■ Goal
Extract the text of every entry below exactly; leave images out.

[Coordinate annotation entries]

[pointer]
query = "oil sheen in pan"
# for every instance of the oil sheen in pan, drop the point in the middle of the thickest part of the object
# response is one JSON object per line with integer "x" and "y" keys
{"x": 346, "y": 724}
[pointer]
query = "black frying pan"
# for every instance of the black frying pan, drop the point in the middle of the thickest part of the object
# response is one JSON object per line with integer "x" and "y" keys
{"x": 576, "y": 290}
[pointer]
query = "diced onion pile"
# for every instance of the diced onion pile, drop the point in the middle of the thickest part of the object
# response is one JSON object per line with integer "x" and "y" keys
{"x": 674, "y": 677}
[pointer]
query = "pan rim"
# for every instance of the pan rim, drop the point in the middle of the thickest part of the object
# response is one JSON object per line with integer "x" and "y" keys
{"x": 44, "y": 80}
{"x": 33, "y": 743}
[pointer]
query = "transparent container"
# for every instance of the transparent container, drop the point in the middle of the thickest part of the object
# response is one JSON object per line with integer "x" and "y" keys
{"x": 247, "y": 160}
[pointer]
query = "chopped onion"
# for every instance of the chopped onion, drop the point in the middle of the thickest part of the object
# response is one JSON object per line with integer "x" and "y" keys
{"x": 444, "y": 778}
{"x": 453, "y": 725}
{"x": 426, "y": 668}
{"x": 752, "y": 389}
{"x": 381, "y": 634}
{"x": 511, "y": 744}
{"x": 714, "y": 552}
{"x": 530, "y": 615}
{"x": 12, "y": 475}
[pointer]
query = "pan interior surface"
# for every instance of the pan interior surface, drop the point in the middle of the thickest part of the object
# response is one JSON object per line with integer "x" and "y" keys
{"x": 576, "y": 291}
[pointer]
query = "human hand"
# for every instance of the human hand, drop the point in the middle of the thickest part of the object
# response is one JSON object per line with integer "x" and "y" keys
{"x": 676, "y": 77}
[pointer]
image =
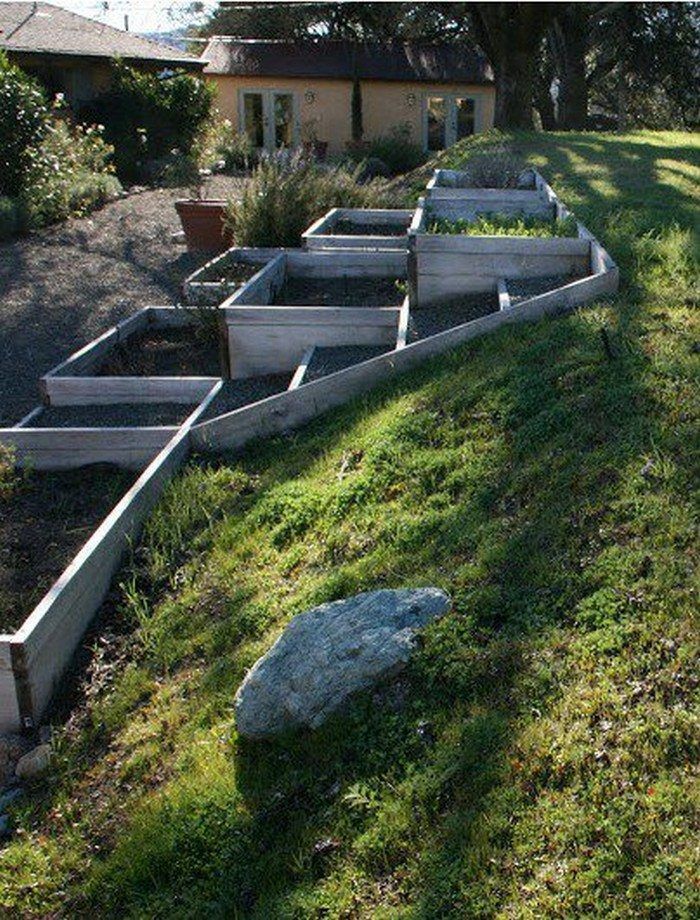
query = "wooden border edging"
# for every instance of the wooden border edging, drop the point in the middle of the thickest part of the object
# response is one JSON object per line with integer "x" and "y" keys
{"x": 34, "y": 658}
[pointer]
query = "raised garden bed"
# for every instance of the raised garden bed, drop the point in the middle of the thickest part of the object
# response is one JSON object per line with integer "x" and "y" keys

■ Completed exercise
[pointer]
query = "oil sheen in pan"
# for every instance of the oil sheen in pan, drop the point in the middle of the thickest part of the object
# response is one JSON object per line with integer "x" and "y" keys
{"x": 346, "y": 724}
[pointer]
query = "black frying pan"
# for every instance of the black frying pan, drop the point in the middle of the thickest part of the object
# response is one JSON object per line with integer "x" and "y" keys
{"x": 576, "y": 290}
[pointer]
query = "diced onion pile"
# for every instance of the diced onion pile, drop the point in the middle of the thickest part of the object
# response is one JSON object per line with integer "x" and "y" keys
{"x": 674, "y": 677}
[pointer]
query = "pan rim"
# for every instance of the pan rim, drop the point in the middle of the thickest part of the object
# response is one JSON object per line with integer "x" and "y" keys
{"x": 44, "y": 80}
{"x": 33, "y": 743}
[pointer]
query = "transparent container"
# for every instance of the transparent container, drop the point in the middle of the thickest part of the object
# response is one JSON object per line with integer "x" and "y" keys
{"x": 247, "y": 160}
[pointer]
query = "chopped onion"
# for every instance of the chopped onion, drop the point in the middle of the thickest part of the object
# response is one JSON object per line with integer "x" and "y" keys
{"x": 444, "y": 778}
{"x": 453, "y": 725}
{"x": 426, "y": 668}
{"x": 752, "y": 389}
{"x": 381, "y": 634}
{"x": 511, "y": 744}
{"x": 714, "y": 552}
{"x": 530, "y": 615}
{"x": 12, "y": 475}
[pointer]
query = "pan interior surface"
# for every instance of the pan interior surface, drop the point in the middle of the thickest part of the object
# response is one JSON object per line with integer "x" and "y" keys
{"x": 576, "y": 291}
[pointer]
query = "human hand"
# for every instance of the human hand, drop the point in the middle of the thickest part of the object
# response is one JSON object per line with integer "x" and "y" keys
{"x": 676, "y": 77}
[pointer]
image =
query = "wooden border edging"
# for every instance of the wooden border edging, drop the point in the middle of the thickest part of the object
# response is one JSON object per line with integer "x" and "y" keys
{"x": 34, "y": 658}
[pointer]
query = "raised garden bed"
# for every instance of the raised garden bed, drop the point in the middle of the thickest part of the object
# response is one JSON object per line with integer "x" and "y" keys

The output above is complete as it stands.